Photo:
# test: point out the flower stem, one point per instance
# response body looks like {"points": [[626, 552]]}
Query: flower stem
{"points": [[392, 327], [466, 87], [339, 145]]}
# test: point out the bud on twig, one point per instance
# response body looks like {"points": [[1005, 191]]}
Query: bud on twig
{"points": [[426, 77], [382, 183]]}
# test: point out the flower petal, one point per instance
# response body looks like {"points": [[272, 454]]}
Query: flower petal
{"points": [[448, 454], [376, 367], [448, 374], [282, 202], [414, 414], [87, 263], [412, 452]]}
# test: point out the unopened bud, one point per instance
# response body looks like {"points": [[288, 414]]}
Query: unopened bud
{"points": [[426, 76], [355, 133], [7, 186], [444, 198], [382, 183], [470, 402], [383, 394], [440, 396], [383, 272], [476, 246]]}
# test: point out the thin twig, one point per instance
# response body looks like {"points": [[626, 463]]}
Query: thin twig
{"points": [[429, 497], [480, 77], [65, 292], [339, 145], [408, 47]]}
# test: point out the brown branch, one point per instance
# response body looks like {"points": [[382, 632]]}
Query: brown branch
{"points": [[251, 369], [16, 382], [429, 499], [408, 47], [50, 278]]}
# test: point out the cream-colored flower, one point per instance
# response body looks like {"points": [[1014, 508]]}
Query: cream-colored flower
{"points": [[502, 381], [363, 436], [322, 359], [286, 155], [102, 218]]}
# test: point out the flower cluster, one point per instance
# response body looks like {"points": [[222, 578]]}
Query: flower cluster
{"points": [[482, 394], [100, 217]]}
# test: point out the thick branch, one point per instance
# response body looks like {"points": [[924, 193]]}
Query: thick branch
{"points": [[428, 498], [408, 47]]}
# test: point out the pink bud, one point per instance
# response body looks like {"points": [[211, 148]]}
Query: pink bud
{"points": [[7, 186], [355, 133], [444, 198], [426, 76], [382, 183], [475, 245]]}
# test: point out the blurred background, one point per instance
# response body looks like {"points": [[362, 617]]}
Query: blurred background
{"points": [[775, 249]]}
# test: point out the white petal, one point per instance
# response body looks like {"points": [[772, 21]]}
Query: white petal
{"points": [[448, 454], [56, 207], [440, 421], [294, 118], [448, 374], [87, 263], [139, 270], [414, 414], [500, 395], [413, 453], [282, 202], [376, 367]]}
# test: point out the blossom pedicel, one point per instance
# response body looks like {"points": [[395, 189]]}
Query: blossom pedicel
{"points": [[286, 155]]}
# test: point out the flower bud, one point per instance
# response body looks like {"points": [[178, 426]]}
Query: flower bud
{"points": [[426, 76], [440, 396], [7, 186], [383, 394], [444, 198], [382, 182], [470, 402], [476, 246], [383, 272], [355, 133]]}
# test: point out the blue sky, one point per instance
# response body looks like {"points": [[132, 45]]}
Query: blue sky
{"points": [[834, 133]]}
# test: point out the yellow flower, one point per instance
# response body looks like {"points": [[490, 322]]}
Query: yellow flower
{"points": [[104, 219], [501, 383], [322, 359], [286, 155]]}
◇ ◇ ◇ ◇ ◇
◆ PROBLEM ◆
Above are the records; retype them all without a single difference.

◆ EXERCISE RESPONSE ◆
Photo:
# test: point out the flower stem, one point per instance
# response body looks like {"points": [[626, 552]]}
Query: flower stem
{"points": [[392, 327], [466, 87], [339, 145]]}
# test: point out the bud on twig, one point per instance
# response body looks like {"points": [[1005, 191]]}
Query: bud on twig
{"points": [[426, 77], [382, 183]]}
# test: point out the flower petal, one point per instance
# response body looks like {"points": [[272, 454]]}
Query: flower petal
{"points": [[448, 454], [376, 367], [448, 374], [282, 202], [414, 414], [87, 263], [412, 452]]}
# test: point out the unopened bud, one point per instance
# response body looks like {"points": [[288, 414]]}
Query: unopened bud
{"points": [[426, 76], [355, 133], [7, 186], [444, 198], [382, 183], [470, 402], [383, 394], [440, 396], [383, 272], [476, 246]]}
# test: point out the thin twig, one point per instance
# response body looks like {"points": [[626, 463]]}
Query: thin twig
{"points": [[429, 497], [480, 77], [65, 292], [339, 145], [408, 47]]}
# test: point out the brown branch, one point per instance
# response body looks like {"points": [[382, 632]]}
Query: brown branch
{"points": [[251, 369], [16, 382], [429, 499], [408, 47], [50, 278]]}
# test: point out the cream-colored flower, one point per instance
# response body looks like {"points": [[1014, 508]]}
Query: cream-colored flower
{"points": [[502, 381], [363, 436], [322, 359], [286, 155], [102, 218]]}
# test: point out the flower cluster, one point per instance
# response body looks like {"points": [[222, 578]]}
Query: flower cluster
{"points": [[482, 394], [100, 217]]}
# test: point out the thick branch, one point per instance
# response body looks like {"points": [[924, 193]]}
Query: thick branch
{"points": [[428, 498], [408, 47]]}
# test: point out the pink bud, one point per instance
# response body looks like {"points": [[211, 148]]}
Query: pink bud
{"points": [[7, 186], [355, 133], [444, 198], [426, 76], [382, 183], [475, 245]]}
# test: point out the blurred background, one point per instance
# response body looks like {"points": [[362, 617]]}
Query: blurred background
{"points": [[775, 249]]}
# test: point out the white petal, one point per instance
# response body looks like {"points": [[772, 21]]}
Query: white petal
{"points": [[448, 454], [56, 207], [440, 421], [294, 118], [448, 374], [87, 263], [139, 270], [414, 414], [500, 395], [413, 453], [282, 202], [376, 367]]}
# test: point out the blossom pedicel, one point per instance
# response body looks like {"points": [[395, 189]]}
Query: blossom pedicel
{"points": [[286, 155]]}
# test: point out the flower bud, one point per instance
# response body looks like {"points": [[178, 426]]}
Query: flower bud
{"points": [[426, 76], [440, 396], [7, 186], [383, 394], [444, 198], [382, 182], [470, 402], [476, 246], [383, 272], [355, 133]]}
# test: point out the blue sky, one point per instance
# response body looks like {"points": [[132, 45]]}
Query: blue sky
{"points": [[834, 133]]}
# test: point out the yellow flower, one point per instance
# response body looks like {"points": [[490, 322]]}
Query: yellow flower
{"points": [[104, 219], [501, 383], [322, 359], [286, 155]]}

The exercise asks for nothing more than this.